# DATASET EXCERPTS

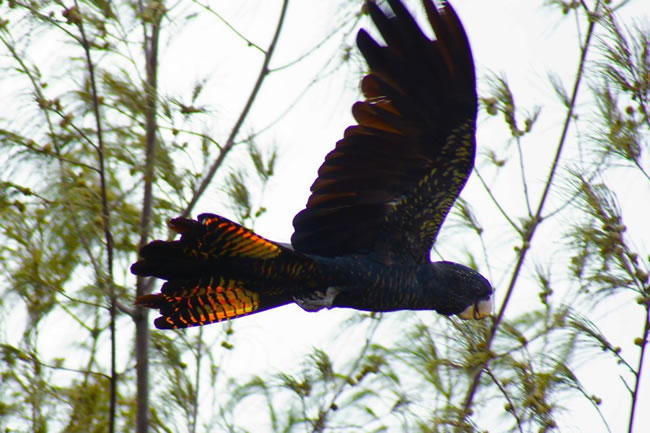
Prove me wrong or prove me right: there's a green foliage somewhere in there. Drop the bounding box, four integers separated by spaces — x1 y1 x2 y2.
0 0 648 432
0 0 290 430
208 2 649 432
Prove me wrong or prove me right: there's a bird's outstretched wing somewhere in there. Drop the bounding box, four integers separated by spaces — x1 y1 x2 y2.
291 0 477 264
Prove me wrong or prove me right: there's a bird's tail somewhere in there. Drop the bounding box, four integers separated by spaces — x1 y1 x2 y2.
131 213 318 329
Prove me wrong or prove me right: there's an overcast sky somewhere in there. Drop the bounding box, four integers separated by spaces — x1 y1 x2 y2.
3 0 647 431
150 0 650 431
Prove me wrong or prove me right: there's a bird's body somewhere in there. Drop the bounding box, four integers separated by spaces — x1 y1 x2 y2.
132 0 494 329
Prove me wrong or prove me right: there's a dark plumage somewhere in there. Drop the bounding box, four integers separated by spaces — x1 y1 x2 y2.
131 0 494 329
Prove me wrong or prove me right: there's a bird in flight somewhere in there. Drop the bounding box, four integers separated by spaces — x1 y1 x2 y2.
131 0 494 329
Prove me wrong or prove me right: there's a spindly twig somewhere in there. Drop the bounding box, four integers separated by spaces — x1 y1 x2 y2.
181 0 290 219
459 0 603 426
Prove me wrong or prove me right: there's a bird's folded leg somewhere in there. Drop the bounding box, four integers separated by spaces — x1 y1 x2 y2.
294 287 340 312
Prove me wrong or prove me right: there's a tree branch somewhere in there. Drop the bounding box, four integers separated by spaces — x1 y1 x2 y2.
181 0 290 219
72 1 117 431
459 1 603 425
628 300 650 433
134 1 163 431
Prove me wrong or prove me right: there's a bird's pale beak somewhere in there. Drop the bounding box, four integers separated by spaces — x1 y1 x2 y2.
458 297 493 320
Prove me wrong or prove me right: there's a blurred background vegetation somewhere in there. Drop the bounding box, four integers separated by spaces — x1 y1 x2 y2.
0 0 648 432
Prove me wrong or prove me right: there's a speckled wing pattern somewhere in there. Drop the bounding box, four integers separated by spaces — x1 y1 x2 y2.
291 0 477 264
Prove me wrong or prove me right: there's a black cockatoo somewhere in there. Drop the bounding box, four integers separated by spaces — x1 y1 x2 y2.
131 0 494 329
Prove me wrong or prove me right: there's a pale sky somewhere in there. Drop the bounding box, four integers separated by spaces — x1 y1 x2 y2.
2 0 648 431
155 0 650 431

--

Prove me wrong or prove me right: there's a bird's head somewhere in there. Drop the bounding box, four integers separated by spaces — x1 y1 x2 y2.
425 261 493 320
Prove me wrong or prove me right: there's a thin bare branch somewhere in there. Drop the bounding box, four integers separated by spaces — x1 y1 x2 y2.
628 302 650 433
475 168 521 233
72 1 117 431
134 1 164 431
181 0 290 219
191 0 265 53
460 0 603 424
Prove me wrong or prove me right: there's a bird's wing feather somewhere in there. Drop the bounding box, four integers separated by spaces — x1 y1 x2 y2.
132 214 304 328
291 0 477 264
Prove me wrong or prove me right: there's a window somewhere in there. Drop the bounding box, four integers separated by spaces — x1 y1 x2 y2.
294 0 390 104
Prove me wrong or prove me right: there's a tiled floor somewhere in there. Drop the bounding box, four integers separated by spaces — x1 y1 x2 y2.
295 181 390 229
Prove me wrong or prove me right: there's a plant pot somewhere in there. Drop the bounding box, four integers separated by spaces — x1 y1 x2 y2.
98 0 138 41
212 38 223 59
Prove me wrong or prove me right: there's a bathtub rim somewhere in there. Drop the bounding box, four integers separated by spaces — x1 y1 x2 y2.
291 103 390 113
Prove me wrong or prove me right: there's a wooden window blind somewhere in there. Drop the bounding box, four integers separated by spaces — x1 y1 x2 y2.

# PROBLEM STATEMENT
All that belongs in the answer is the run of lines above from the line containing "Prove me wrong or prove me right: there's a bird's head" through the line containing "Prove me wrong or prove me right: there's a wooden", exactly as written.

# RESPONSE BELOW
Prove me wrong or prove me right: there's a bird's head somewhere in there. Drop the bounding box, four integers separated by spaces — x1 y1 x2 y2.
425 261 493 320
Prove me wrong or prove me right: there's a thin bare branch somewhere in there. Drop the bounding box, four integers separated by spaces — x1 y1 x2 y2.
628 302 650 433
475 168 521 233
72 1 117 431
134 1 164 431
181 0 290 219
191 0 265 53
460 0 603 424
Prove me wrong or prove me right: there's a bird's wing feather somewhere in there. Drop the bounding box, four integers separated by spaces — x1 y1 x2 y2.
132 214 304 328
291 0 477 264
Prove me wrong or prove me right: there's a window somewhere in there. Drop the bounding box, four integers separated by spaces — x1 y1 x2 y2.
294 0 390 104
Prove me wrong or prove me right: there's a tiled floor somewhere in there. Drop the bounding box, four integers separated by spaces — x1 y1 x2 y2.
295 181 390 229
Prove me wrong or prove me right: there's a plant pot somewhere in there. Drop the bounding box, four integers separated by spaces — x1 y1 x2 y2.
98 0 138 41
212 38 223 59
Prove me wrong or prove me right: there's a bathtub rim somewhere in there. Drop the bounding box, four integers separated by spaces — x1 y1 x2 y2.
291 103 390 113
Prove me wrong or prove me right: there's a wooden window blind somewhere in there. Drop the bounding box, four integers separated by spaces — x1 y1 x2 y2.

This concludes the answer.